* WORK TO DO
Exact repetition is required: output every record in full.
---- DATA SUPPLIED
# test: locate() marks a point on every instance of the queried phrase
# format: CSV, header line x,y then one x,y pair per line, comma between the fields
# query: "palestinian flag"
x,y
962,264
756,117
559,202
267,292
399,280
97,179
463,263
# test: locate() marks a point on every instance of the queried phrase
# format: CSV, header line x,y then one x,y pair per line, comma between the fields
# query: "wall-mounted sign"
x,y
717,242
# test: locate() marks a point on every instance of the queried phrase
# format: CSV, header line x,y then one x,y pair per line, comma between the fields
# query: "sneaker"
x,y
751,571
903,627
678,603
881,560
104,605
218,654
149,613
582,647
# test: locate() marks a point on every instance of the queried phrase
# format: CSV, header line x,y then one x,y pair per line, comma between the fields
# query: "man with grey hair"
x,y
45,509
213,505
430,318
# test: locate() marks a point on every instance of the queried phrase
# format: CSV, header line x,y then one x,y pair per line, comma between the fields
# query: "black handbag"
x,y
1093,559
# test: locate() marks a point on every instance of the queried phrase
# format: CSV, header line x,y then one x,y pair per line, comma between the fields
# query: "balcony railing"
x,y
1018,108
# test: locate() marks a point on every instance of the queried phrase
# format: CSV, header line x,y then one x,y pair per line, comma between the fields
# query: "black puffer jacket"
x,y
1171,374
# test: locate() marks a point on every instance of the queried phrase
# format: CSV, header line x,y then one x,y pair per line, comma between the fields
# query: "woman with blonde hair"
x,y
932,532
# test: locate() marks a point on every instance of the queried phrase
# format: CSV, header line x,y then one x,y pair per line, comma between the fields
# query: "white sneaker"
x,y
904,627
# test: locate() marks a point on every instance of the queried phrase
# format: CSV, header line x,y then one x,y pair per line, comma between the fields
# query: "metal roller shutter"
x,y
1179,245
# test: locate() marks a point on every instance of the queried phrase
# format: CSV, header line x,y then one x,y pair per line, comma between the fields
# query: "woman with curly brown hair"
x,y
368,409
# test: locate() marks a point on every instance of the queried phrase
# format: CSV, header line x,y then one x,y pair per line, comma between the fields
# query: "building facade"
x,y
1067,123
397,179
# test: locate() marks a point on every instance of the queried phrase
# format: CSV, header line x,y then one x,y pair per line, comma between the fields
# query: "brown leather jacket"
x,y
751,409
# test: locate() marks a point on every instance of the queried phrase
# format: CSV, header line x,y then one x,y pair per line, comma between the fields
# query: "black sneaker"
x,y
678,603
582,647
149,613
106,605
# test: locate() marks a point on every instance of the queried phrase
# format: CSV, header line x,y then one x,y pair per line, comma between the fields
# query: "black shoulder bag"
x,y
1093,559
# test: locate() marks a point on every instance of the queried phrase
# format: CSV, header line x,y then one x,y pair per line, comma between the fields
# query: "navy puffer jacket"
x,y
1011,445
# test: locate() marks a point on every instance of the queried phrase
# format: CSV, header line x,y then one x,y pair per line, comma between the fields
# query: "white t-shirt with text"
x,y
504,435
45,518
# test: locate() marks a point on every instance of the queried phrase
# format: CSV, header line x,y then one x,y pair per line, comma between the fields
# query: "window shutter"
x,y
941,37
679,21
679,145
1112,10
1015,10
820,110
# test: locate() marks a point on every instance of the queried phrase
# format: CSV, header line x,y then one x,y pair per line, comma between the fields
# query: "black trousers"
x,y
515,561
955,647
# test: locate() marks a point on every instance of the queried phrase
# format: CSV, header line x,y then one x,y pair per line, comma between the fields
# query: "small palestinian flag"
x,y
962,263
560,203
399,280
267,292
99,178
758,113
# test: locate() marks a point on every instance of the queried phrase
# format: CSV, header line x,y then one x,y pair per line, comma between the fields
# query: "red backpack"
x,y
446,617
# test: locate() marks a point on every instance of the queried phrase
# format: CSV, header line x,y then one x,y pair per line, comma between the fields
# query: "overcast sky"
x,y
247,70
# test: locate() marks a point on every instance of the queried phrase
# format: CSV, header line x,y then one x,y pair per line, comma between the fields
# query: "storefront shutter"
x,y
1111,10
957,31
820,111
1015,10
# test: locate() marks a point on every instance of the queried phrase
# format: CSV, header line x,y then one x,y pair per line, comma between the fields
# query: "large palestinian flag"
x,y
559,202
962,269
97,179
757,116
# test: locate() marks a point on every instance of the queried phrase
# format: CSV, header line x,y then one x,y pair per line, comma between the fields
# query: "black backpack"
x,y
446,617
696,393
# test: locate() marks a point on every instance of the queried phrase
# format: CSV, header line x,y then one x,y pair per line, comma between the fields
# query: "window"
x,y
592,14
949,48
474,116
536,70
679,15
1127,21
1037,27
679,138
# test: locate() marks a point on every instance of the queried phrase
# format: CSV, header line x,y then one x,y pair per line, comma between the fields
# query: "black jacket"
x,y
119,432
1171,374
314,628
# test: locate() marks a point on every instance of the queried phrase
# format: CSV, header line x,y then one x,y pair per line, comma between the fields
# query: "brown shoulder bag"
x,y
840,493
--------
* RESPONSE TO THIS EXERCISE
# test: locate() marks a point on every instance of the queried phrase
# format: CSV, header line x,y then one x,y pair per line, comma between the fields
# query: "palestinian flag"
x,y
962,264
756,117
559,202
267,292
399,280
97,179
463,263
# test: locate() marks a point on every instance of the queried phrase
# format: CSV, header line x,y then one x,y pair per line, comma between the fields
# query: "wall-mounted sign"
x,y
717,242
# test: locate() marks a point on every instance of the queried phrase
# format: CSV, header line x,y then one x,y pair per line, comma between the fields
# query: "sneaker"
x,y
751,571
903,627
678,603
881,560
104,605
218,654
149,613
582,647
# test: locate() marks a point on every instance of the queried phrase
# format: CSV, header line x,y then one x,y pair per line, comma between the fields
# query: "man with grey hair"
x,y
45,509
213,505
430,318
# test: locate() marks a point on every instance of the queried phrase
# format: CSV, header line x,y then one x,y pair per line, comma between the fields
# query: "black handbag"
x,y
1093,559
# test: locate() marks a point on every instance of the queried phrase
# format: CSV, header line x,y then one x,y pair per line, comma between the fields
# query: "balcony railing"
x,y
1018,108
# test: locate() marks a point on every instance of the queried phrase
# format: CSV, header line x,y then one x,y pair per line, comma between the fields
# query: "black puffer jacket"
x,y
1171,374
# test: locate() marks a point on every instance of the queried phrase
# format: CSV, header line x,y then one x,y pair per line, comma between the fields
# query: "woman with blonde hair"
x,y
932,532
# test: locate() marks a point on every instance of the queried phrase
# format: CSV, header line x,y then one x,y pair per line, comma between the fields
# query: "white sneaker"
x,y
904,627
# test: locate() marks a point on every instance of the queried phrase
# format: CSV, header line x,y then one x,y pair per line, comma between the fields
# query: "metal roller shutter"
x,y
1179,245
# test: locate() marks a point on every instance of the queried phrase
# format: CSV, header line x,y then one x,y pair per line, comma between the fields
# query: "woman with curly brown hair"
x,y
368,409
# test: locate() marks a point on every instance of the queried phrase
# format: CSV, header line x,y then one x,y pair per line, comma between the fields
# query: "building facade"
x,y
1067,123
397,179
# test: locate() marks a point on every instance of the queried phrase
# format: CSV, header line x,y then one x,y pair per line, comma between the fields
# query: "brown leather jacket"
x,y
751,409
# test: locate() marks a point on every instance of the queried phrase
# format: CSV, header line x,y then one x,y pair per line, comma between the fields
# query: "black sneaker"
x,y
678,603
582,647
149,613
106,605
# test: locate() marks a point on every instance of the queried phrase
# format: CSV, header line x,y then one x,y pair per line, comma between the fields
# query: "black shoulder bag"
x,y
1093,559
# test: locate() marks a point on every instance of the queried phrase
# format: CSV, header line x,y then one x,y pair per line, comma between the fields
# query: "navy puffer jacket"
x,y
1011,445
# test: locate() marks a point on every instance of the queried phrase
# format: CSV, header line x,y then one x,y pair per line, comma between the fields
# query: "white t-shirt with text"
x,y
504,435
45,518
# test: locate() marks a point on every instance of the queried phrase
# format: CSV, header line x,y then one x,y pair per line, comma between the fields
# query: "window shutter"
x,y
941,37
679,21
679,145
1112,10
1015,10
820,110
# test: locate() marks a point on every instance of the queried phrase
# format: CSV, header line x,y then one x,y pair per line, comma between the fields
# query: "black trousers"
x,y
515,561
955,647
# test: locate() marks a point on every instance of the queried phrase
# format: CSV, header line x,y then one x,y pair per line, comma between the fields
# query: "small palestinian flag"
x,y
962,263
560,203
399,280
267,292
99,178
758,113
# test: locate() marks a point on every instance of the queried phrase
# format: CSV, header line x,y then one x,y pair per line, comma between the fields
# query: "red backpack"
x,y
446,617
# test: locate() marks a point on every instance of the queried phrase
# format: CSV, header line x,y then one x,y pair per line, comma between the fields
# query: "overcast sky"
x,y
247,70
# test: locate() marks a point on every instance of the queried phrase
# format: CSV, header line x,y then one x,y pair per line, comma between the fields
# query: "storefront shutter"
x,y
1111,10
957,31
820,111
1015,10
# test: locate() marks a point on every instance of the queried phrase
# format: CSV, header line x,y then one x,y pair per line, comma between the fields
# query: "large palestinian flag"
x,y
559,202
962,269
97,179
757,116
# test: locate() marks a point on every instance of the queried phrase
# format: CSV, header line x,y then one x,y pair per line, comma between the fields
# query: "black backpack"
x,y
446,617
696,393
# test: locate() marks a point on every instance of the queried phrase
# format: CSV, header line x,y then one x,y pair per line, comma between the fields
# query: "window"
x,y
592,14
949,48
474,116
536,70
679,15
1127,21
1037,27
679,138
# test: locate() marks a point on every instance of the queried phrase
# format: CSV, header line x,y then one x,y pair per line, comma between the fields
# query: "black jacket"
x,y
119,432
1171,374
314,628
# test: locate() marks a point on every instance of the queried phrase
# format: CSV, header line x,y then one x,y pair per line, comma between the fields
# query: "brown shoulder bag"
x,y
840,493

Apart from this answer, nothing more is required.